* [Records for the exercise]

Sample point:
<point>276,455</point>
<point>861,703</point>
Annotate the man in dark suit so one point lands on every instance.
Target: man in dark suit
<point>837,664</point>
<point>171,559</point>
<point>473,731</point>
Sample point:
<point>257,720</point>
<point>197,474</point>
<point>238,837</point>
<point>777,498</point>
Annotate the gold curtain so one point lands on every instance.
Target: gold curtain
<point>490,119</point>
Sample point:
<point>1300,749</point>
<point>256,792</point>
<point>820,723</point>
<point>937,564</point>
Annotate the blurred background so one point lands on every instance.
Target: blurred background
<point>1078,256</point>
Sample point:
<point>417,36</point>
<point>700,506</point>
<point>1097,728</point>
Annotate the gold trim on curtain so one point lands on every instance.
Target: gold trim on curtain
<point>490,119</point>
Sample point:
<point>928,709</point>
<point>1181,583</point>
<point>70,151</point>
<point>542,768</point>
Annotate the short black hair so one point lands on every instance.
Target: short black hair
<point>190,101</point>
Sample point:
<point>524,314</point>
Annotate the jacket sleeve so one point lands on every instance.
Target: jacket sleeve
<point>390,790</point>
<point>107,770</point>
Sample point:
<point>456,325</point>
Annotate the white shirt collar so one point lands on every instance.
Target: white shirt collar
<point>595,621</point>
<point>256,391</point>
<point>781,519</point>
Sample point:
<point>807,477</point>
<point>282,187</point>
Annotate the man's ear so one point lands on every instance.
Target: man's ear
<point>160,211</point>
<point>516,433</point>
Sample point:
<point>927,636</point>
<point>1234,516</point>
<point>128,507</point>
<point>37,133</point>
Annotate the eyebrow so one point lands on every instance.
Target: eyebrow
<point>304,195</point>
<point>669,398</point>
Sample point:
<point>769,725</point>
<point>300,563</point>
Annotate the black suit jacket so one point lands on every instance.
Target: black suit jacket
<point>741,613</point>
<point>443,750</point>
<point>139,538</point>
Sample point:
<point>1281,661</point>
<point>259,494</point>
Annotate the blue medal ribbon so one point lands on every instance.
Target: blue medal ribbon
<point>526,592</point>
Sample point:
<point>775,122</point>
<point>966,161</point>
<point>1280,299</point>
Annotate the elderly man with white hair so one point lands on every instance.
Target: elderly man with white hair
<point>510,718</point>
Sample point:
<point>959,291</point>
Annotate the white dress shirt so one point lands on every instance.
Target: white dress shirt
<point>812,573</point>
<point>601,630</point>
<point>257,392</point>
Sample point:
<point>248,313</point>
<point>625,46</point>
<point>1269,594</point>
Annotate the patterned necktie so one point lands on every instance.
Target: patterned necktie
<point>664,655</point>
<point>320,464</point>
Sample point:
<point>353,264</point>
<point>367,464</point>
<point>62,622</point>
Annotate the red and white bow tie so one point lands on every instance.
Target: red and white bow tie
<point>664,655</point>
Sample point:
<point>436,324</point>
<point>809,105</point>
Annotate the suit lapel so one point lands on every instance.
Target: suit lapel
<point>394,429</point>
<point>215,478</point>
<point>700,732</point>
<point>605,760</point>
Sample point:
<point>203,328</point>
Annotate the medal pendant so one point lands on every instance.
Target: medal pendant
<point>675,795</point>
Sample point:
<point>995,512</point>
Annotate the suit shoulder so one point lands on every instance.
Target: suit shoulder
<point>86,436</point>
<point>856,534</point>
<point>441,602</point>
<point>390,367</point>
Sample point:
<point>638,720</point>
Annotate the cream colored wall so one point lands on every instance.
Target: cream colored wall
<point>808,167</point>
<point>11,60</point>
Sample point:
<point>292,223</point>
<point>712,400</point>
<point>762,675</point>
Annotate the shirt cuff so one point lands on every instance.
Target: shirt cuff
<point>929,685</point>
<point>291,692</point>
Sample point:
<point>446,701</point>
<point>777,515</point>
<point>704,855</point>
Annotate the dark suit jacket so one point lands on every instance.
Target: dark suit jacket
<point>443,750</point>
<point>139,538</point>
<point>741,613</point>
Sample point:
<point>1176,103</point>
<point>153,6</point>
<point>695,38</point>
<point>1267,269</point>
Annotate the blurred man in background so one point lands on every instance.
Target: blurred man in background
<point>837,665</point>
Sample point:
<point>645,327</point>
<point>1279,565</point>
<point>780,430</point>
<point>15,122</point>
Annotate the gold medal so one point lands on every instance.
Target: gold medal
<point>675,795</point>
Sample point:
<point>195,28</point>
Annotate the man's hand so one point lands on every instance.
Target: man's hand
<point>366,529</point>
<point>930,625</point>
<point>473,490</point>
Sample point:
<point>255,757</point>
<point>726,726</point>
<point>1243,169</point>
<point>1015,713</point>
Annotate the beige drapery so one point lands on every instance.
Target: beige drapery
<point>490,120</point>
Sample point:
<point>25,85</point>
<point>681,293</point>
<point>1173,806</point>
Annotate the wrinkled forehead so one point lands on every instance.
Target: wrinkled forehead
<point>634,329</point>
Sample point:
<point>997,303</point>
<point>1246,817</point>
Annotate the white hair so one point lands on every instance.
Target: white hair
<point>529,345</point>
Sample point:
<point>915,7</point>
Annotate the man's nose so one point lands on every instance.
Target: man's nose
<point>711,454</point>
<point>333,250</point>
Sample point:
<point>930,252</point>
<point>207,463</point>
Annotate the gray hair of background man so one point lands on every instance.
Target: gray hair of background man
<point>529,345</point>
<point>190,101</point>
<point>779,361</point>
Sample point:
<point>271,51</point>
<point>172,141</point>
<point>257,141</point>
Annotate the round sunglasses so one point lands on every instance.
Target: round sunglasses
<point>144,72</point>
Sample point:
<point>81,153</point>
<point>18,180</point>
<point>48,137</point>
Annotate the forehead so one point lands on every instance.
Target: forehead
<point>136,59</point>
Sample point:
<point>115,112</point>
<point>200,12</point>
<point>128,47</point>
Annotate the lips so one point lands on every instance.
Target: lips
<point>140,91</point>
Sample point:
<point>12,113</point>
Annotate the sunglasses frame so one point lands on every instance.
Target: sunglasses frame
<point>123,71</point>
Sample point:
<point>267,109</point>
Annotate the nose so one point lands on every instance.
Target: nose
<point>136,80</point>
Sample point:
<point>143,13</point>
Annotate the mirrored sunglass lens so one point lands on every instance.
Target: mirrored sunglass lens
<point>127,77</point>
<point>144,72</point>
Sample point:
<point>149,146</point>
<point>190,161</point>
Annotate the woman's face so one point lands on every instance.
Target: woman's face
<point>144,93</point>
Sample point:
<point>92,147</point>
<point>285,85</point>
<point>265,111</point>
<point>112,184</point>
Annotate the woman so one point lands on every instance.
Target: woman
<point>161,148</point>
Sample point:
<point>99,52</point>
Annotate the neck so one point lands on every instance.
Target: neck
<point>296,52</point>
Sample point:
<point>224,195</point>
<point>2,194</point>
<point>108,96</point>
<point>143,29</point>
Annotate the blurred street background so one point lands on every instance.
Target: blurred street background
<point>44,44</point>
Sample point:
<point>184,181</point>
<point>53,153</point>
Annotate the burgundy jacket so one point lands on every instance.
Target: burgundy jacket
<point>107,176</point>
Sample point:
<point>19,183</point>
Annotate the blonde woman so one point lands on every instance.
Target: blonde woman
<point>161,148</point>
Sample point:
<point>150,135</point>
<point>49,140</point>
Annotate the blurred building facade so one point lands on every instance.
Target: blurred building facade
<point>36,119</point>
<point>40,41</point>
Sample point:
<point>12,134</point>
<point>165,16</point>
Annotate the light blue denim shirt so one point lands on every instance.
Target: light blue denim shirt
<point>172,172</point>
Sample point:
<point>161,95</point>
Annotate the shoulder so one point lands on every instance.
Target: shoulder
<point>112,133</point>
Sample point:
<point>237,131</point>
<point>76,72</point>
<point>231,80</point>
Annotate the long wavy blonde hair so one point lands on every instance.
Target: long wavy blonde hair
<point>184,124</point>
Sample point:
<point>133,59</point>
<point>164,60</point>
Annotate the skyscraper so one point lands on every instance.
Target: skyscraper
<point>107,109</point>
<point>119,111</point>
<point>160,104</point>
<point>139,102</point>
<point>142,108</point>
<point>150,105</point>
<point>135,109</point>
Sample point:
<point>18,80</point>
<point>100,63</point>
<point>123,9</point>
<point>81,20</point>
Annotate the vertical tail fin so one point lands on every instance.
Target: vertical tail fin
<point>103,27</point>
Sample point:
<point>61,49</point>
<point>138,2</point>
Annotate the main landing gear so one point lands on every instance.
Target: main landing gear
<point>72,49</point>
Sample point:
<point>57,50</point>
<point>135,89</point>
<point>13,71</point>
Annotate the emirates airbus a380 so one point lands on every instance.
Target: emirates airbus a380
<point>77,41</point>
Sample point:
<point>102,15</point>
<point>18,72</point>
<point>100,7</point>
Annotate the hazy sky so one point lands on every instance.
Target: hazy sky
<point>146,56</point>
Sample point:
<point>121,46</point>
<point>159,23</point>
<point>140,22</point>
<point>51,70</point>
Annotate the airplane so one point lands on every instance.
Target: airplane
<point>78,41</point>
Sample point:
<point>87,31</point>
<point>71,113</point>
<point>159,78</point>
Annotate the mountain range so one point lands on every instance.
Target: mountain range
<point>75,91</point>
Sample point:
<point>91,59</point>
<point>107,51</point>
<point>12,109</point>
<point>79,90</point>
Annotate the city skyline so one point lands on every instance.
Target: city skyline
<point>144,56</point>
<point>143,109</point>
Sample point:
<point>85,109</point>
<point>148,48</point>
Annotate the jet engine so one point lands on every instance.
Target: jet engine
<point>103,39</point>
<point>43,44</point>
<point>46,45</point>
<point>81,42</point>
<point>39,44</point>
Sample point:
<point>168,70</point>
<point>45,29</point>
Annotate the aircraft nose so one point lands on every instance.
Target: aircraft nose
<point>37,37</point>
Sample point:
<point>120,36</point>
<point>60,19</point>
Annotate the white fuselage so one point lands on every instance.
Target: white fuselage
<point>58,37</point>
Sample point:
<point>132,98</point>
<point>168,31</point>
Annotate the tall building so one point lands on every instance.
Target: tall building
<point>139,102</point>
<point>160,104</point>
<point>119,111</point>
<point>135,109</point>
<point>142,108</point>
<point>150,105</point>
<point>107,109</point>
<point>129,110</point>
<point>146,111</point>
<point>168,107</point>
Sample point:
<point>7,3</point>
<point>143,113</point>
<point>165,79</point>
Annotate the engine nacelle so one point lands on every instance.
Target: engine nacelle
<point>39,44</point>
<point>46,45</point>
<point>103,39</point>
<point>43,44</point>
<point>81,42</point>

* [Required task]
Return each line from the records above that contains the word "airbus".

* [Right answer]
Annotate the emirates airbus a380 so one point lands on every instance.
Target: emirates airbus a380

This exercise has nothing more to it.